#### YOUR OBJECTIVE:
Lines from the one with "Where can the eyeglasses" up to and including the one with "Where can the shop window" are to be copied exactly from the records below, without their pictures.

#### SUPPLIED ENTRIES:
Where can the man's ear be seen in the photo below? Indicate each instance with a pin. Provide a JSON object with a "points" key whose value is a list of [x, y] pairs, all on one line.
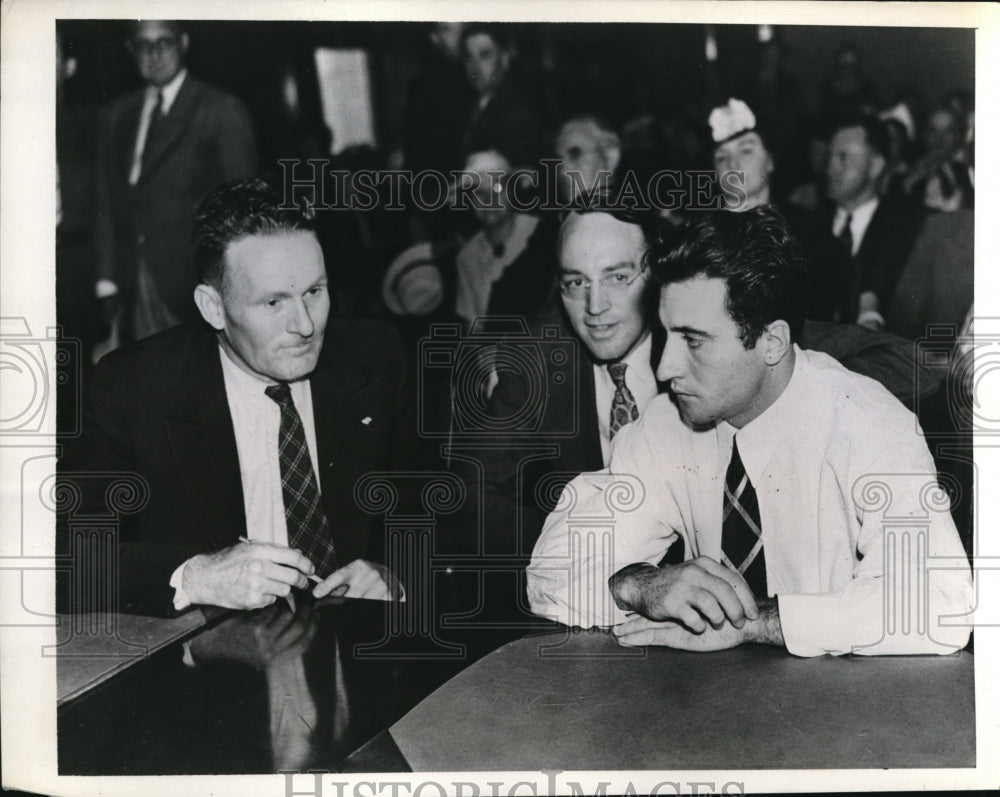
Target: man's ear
{"points": [[612, 157], [777, 340], [876, 167], [209, 303]]}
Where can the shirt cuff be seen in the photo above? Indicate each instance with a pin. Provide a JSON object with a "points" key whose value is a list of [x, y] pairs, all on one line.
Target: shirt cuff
{"points": [[871, 319], [105, 288], [181, 599]]}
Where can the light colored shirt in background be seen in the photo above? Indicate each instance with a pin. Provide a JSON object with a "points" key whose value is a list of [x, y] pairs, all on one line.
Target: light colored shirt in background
{"points": [[639, 379], [833, 461]]}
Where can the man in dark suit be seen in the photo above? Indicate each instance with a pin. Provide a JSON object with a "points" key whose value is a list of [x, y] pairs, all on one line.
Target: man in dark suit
{"points": [[160, 150], [878, 231], [505, 116], [606, 310], [229, 424]]}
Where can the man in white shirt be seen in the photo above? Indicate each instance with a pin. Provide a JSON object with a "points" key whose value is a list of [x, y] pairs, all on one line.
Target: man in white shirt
{"points": [[804, 494], [571, 415], [249, 430], [161, 148]]}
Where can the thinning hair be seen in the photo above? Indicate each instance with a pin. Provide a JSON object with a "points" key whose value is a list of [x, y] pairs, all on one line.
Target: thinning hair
{"points": [[762, 264], [235, 210]]}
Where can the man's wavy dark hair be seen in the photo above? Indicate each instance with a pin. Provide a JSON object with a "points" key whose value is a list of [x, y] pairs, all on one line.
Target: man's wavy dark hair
{"points": [[235, 210], [762, 265]]}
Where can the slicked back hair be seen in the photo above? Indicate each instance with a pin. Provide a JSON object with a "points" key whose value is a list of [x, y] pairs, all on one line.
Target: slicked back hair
{"points": [[762, 265]]}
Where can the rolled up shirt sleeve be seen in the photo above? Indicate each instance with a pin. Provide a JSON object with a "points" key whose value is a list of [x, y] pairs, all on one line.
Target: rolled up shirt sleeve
{"points": [[604, 521]]}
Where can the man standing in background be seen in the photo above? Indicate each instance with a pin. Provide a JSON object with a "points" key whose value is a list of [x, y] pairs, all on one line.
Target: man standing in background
{"points": [[161, 148]]}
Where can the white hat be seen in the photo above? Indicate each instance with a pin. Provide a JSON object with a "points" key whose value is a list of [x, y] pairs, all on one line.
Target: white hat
{"points": [[901, 114], [731, 120], [412, 285]]}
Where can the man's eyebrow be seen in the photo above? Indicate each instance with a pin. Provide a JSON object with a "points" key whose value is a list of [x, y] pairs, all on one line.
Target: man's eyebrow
{"points": [[685, 330]]}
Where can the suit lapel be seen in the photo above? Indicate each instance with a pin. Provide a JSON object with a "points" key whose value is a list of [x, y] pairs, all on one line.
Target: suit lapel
{"points": [[204, 445], [173, 126], [339, 410]]}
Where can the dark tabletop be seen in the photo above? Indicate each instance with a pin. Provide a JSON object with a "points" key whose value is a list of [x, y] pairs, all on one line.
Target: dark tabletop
{"points": [[579, 701], [270, 690]]}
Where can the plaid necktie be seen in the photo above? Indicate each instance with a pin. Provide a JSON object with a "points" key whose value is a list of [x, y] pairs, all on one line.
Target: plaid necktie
{"points": [[847, 307], [742, 543], [623, 407], [308, 528]]}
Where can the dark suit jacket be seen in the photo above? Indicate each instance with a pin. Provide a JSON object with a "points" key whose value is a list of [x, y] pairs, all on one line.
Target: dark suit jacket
{"points": [[523, 476], [206, 139], [510, 123], [158, 409], [884, 249]]}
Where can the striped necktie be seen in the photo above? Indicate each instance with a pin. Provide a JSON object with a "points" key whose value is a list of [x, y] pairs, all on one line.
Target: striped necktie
{"points": [[742, 542], [308, 528]]}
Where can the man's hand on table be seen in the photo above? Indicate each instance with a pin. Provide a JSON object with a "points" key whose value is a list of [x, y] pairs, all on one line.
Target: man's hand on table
{"points": [[245, 576], [690, 593], [765, 629], [361, 579]]}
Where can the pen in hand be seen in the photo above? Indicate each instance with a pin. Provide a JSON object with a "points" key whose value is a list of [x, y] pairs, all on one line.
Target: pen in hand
{"points": [[312, 577]]}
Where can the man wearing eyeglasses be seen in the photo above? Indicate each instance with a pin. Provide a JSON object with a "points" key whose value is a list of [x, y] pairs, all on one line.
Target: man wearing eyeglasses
{"points": [[161, 148], [608, 310]]}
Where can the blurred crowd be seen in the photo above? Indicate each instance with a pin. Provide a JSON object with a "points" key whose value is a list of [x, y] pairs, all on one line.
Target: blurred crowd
{"points": [[880, 190]]}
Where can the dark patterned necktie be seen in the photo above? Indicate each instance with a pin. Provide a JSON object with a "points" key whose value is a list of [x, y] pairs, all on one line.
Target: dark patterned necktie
{"points": [[742, 543], [846, 236], [308, 529], [623, 407]]}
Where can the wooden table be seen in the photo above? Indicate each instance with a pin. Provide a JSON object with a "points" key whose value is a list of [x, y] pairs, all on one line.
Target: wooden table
{"points": [[580, 702]]}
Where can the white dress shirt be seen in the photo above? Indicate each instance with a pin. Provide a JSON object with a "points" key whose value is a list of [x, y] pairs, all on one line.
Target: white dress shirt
{"points": [[169, 95], [833, 461], [256, 423], [861, 217], [639, 379]]}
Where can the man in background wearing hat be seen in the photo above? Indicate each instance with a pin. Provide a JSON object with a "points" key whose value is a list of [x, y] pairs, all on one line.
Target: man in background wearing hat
{"points": [[589, 152], [249, 429], [743, 166], [579, 406]]}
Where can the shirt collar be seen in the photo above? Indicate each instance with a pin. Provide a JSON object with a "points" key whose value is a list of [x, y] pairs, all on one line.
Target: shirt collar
{"points": [[759, 439], [238, 379], [171, 90], [639, 357]]}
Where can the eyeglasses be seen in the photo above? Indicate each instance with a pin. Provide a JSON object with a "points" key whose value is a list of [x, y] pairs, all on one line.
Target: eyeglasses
{"points": [[145, 47], [577, 288]]}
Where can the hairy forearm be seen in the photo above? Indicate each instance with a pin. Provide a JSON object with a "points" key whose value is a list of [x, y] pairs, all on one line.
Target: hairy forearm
{"points": [[766, 629], [628, 583]]}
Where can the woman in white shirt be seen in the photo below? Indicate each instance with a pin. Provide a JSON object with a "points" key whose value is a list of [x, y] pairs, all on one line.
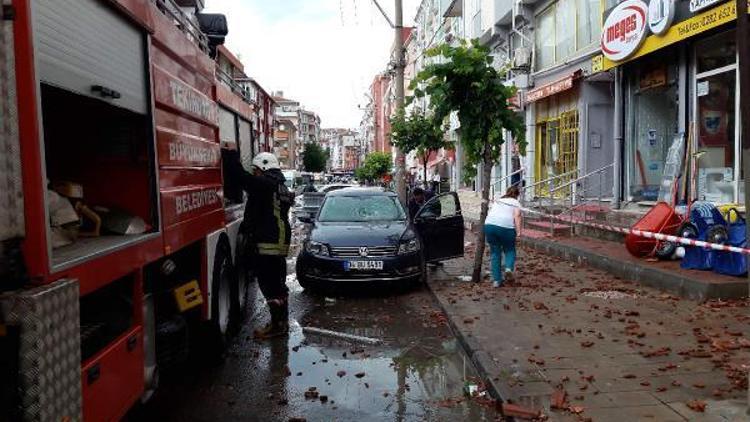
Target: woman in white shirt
{"points": [[501, 228]]}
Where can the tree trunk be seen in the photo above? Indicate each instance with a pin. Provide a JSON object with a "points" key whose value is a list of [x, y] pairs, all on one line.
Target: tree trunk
{"points": [[479, 252]]}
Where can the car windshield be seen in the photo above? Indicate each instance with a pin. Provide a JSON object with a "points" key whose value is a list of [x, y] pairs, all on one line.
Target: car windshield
{"points": [[361, 209]]}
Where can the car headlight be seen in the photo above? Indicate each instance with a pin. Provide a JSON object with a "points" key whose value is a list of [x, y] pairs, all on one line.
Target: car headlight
{"points": [[408, 246], [316, 248]]}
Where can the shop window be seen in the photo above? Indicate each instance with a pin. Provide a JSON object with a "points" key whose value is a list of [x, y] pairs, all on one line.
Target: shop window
{"points": [[565, 21], [716, 52], [545, 39], [716, 116], [654, 110], [555, 38], [557, 151], [589, 22]]}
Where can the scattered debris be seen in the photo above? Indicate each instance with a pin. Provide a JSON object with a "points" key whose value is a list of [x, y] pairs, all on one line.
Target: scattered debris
{"points": [[696, 405], [559, 399], [609, 294]]}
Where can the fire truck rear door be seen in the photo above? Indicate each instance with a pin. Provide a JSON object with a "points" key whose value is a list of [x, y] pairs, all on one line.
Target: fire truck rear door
{"points": [[11, 192], [85, 44]]}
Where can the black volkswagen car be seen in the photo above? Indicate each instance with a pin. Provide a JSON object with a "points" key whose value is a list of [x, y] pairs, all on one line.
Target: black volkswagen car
{"points": [[364, 235]]}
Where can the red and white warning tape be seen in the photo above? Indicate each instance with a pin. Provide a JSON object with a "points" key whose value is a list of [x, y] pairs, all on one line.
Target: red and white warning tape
{"points": [[650, 235]]}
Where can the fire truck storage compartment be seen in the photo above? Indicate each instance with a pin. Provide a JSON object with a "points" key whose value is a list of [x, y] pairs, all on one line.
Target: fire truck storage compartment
{"points": [[97, 132], [108, 151], [112, 352], [106, 314]]}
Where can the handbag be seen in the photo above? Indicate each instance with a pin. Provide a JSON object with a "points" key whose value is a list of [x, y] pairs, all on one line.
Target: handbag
{"points": [[733, 263]]}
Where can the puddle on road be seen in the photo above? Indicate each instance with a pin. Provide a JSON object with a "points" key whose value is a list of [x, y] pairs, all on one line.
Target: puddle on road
{"points": [[416, 374]]}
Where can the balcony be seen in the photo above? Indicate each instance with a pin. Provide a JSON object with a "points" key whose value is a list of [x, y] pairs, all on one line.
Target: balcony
{"points": [[451, 8], [503, 12]]}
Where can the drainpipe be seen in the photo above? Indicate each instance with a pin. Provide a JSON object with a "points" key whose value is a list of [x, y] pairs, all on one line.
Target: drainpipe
{"points": [[618, 131]]}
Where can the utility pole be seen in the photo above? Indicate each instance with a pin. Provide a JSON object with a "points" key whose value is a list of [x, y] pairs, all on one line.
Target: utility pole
{"points": [[743, 55], [400, 177], [399, 67]]}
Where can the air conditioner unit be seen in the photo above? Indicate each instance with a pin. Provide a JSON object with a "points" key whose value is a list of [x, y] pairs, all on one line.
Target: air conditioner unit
{"points": [[522, 58]]}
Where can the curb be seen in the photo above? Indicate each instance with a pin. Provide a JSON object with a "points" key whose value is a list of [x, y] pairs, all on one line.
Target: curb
{"points": [[685, 287], [652, 277], [482, 360]]}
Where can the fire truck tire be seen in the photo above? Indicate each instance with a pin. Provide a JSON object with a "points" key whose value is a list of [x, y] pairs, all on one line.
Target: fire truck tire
{"points": [[221, 298], [244, 277]]}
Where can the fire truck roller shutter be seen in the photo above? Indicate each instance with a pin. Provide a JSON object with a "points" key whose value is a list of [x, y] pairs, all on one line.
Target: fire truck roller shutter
{"points": [[227, 127], [84, 44], [246, 143], [11, 192]]}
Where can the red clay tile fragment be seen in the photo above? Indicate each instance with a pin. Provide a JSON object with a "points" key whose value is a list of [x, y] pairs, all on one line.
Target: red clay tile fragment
{"points": [[576, 410], [696, 405], [559, 399]]}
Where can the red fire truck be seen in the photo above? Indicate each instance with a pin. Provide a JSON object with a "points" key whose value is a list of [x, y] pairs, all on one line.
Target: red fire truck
{"points": [[119, 252]]}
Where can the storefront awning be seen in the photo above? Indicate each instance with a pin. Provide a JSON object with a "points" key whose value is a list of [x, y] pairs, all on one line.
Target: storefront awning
{"points": [[552, 88], [694, 25]]}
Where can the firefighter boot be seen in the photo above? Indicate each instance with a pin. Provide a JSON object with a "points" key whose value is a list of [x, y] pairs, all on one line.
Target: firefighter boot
{"points": [[279, 325]]}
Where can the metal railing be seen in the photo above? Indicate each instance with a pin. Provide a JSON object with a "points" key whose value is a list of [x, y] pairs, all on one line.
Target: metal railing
{"points": [[550, 179], [574, 194], [497, 182]]}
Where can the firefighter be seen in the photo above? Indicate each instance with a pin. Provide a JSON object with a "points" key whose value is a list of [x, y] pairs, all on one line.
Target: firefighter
{"points": [[267, 225]]}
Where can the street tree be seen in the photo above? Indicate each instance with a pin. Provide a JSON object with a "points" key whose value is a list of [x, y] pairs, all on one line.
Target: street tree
{"points": [[420, 133], [314, 158], [466, 83], [375, 167]]}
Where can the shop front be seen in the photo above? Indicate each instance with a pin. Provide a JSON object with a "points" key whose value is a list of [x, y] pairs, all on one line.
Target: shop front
{"points": [[679, 75], [571, 120]]}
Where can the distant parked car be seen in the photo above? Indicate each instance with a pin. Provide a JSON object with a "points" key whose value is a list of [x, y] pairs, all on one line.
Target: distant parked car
{"points": [[363, 235]]}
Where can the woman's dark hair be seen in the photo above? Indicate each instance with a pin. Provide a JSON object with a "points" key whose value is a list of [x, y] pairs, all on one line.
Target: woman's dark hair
{"points": [[512, 192]]}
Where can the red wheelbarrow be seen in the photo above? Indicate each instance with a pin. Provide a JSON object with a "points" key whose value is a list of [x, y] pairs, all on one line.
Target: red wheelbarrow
{"points": [[662, 218]]}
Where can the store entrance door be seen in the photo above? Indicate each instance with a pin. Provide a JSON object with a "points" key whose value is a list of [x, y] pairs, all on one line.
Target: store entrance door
{"points": [[716, 131]]}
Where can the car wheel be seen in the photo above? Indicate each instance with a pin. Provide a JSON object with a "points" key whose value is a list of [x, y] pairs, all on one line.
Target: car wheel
{"points": [[422, 280]]}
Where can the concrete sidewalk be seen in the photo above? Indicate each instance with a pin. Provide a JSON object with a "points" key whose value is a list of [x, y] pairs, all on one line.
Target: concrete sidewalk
{"points": [[620, 351], [614, 258]]}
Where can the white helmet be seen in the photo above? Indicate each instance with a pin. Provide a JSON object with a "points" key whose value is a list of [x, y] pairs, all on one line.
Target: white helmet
{"points": [[266, 161]]}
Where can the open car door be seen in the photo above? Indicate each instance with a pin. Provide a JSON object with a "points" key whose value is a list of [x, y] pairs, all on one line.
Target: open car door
{"points": [[441, 227]]}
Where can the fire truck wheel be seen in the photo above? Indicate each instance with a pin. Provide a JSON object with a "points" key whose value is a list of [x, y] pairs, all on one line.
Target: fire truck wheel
{"points": [[221, 297], [245, 276]]}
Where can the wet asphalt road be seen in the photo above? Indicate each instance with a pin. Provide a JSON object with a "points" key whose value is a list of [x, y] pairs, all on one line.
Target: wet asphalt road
{"points": [[416, 374]]}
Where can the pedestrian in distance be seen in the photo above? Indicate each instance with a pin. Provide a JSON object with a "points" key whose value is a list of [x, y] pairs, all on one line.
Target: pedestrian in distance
{"points": [[267, 225], [501, 228], [416, 202]]}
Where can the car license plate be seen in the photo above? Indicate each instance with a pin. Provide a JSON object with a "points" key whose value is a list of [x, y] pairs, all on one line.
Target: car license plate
{"points": [[363, 265]]}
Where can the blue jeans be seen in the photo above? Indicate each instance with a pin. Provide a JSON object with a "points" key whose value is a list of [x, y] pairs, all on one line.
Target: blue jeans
{"points": [[502, 242]]}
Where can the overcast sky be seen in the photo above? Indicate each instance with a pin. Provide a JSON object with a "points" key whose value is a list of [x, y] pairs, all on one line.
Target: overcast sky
{"points": [[323, 53]]}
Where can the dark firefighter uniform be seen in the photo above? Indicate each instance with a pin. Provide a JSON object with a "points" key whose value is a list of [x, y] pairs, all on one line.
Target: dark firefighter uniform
{"points": [[266, 224]]}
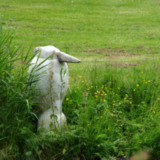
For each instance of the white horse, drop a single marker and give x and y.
(53, 84)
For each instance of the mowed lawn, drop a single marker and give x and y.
(88, 28)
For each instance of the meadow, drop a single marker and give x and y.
(112, 104)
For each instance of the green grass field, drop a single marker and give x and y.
(112, 105)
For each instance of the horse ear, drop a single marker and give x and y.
(63, 57)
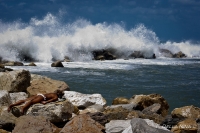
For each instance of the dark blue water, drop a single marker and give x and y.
(178, 84)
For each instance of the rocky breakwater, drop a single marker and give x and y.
(78, 113)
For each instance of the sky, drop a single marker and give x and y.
(174, 20)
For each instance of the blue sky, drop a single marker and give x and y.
(175, 20)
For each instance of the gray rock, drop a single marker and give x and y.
(15, 81)
(4, 98)
(129, 107)
(54, 112)
(79, 99)
(117, 126)
(140, 126)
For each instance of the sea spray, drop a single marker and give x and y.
(49, 38)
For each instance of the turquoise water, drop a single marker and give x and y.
(177, 80)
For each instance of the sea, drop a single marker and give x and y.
(47, 39)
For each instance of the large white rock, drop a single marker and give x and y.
(15, 81)
(4, 98)
(54, 111)
(79, 99)
(14, 97)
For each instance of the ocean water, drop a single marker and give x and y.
(42, 40)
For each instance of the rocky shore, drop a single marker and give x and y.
(87, 113)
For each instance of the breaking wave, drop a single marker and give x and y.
(48, 38)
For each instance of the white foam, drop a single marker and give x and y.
(49, 38)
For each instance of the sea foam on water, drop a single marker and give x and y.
(49, 38)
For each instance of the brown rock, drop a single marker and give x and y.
(118, 113)
(186, 112)
(144, 101)
(34, 124)
(15, 81)
(40, 84)
(83, 124)
(57, 64)
(120, 100)
(186, 126)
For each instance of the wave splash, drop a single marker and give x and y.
(48, 38)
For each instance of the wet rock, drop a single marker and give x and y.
(34, 124)
(4, 98)
(15, 81)
(141, 126)
(41, 84)
(129, 107)
(166, 53)
(14, 97)
(7, 120)
(13, 63)
(79, 99)
(120, 100)
(186, 126)
(103, 54)
(118, 113)
(32, 64)
(144, 101)
(93, 109)
(186, 112)
(54, 111)
(57, 64)
(99, 117)
(82, 124)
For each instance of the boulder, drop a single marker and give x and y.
(82, 124)
(4, 98)
(14, 97)
(103, 54)
(57, 64)
(120, 100)
(145, 126)
(13, 63)
(179, 55)
(7, 120)
(93, 109)
(166, 53)
(144, 101)
(99, 117)
(118, 113)
(79, 99)
(129, 107)
(32, 64)
(186, 126)
(117, 126)
(4, 131)
(186, 112)
(15, 81)
(170, 122)
(41, 84)
(54, 112)
(34, 124)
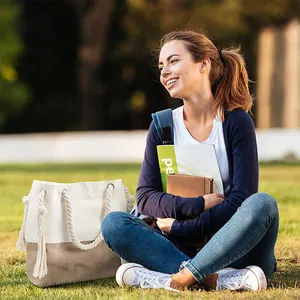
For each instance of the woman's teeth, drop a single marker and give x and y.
(171, 81)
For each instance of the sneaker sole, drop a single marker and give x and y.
(260, 276)
(122, 270)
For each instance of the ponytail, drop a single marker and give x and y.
(228, 74)
(231, 90)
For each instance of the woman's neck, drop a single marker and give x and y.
(199, 110)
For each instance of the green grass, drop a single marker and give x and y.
(280, 180)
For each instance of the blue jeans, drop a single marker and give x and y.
(248, 238)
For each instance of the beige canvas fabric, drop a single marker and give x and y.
(67, 263)
(61, 230)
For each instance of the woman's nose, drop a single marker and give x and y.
(165, 71)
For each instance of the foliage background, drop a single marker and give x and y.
(91, 65)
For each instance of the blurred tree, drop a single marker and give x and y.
(92, 64)
(13, 94)
(95, 27)
(48, 66)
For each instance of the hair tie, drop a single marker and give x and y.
(221, 56)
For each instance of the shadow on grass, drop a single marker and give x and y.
(287, 277)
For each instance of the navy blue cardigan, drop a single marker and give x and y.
(192, 221)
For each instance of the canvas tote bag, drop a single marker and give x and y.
(61, 230)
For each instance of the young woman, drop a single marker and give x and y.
(213, 85)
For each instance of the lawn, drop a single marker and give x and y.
(281, 181)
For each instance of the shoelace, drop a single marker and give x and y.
(234, 280)
(149, 280)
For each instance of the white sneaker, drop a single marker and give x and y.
(131, 274)
(250, 278)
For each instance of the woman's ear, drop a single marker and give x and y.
(205, 65)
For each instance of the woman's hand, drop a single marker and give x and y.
(165, 224)
(211, 200)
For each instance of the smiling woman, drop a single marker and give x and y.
(213, 85)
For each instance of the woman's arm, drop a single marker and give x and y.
(150, 198)
(241, 133)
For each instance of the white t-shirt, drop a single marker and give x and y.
(216, 138)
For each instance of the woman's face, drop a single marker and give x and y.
(179, 74)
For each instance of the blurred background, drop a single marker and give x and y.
(91, 65)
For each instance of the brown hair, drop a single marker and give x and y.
(228, 75)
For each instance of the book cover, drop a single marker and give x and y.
(200, 160)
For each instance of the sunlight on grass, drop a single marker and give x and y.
(281, 181)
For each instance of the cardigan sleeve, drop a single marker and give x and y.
(240, 132)
(150, 198)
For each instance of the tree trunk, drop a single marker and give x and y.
(95, 25)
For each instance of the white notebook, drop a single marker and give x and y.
(198, 160)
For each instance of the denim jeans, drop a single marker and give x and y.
(248, 238)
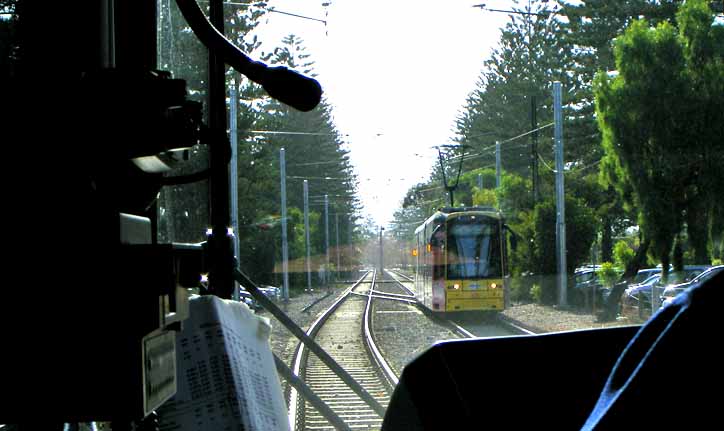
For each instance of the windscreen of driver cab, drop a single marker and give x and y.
(473, 250)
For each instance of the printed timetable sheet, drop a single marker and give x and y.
(227, 379)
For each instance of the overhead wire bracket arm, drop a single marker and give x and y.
(287, 86)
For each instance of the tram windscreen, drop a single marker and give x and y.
(473, 250)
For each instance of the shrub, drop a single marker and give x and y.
(607, 274)
(536, 293)
(622, 254)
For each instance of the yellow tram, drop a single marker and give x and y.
(461, 260)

#### TASK OUTPUT:
Where can the eyeglasses be seen in the photo above? Indicate each instance with a pin. Provide a JSON object with a "points" key whose value is a list of [x, y] pairs, all on one line.
Target: eyeglasses
{"points": [[145, 47], [577, 288]]}
Where can the hairy forearm be seen in the photo above? Indicate each instance with a pin. Provide a JSON object with a "points" key whose value is a list of [x, y] pairs, all on one line.
Target: hairy forearm
{"points": [[766, 629], [628, 583]]}
Where can the woman in white shirt be seen in the photo below? Indicate each instance with a pin. Provide a JSON object with a "points" key whose value is a list of [x, y] pairs, all on one line.
Target: woman in white shirt
{"points": [[501, 228]]}
Where can the tree trunk be seen in the photo above? Indicate each instance with a pin. Provide a JSON object with a "points" key whose value is a list of [x, y] pairs, all on one line.
Target: tree trunk
{"points": [[479, 252]]}
Where can the car windshield be seen in the photo above? Indicate each instance with a pin. Provide a JSON object with a "points" key whose value is a list of [x, y] pairs, all on one line.
Target: car windshield
{"points": [[361, 209]]}
Where can the car headlight be seen in the photo above? Indicate each instance with a pin. Provide a JSON object with a "points" key whose value is a list of [x, y] pairs, all on one line.
Target: car headlight
{"points": [[408, 246], [316, 248]]}
Where can the shop window be seen in the photo above? Indicate each instance with a pin. Provide a JSON object with a "points" key whose value is a list of [x, y] pairs, all on one line.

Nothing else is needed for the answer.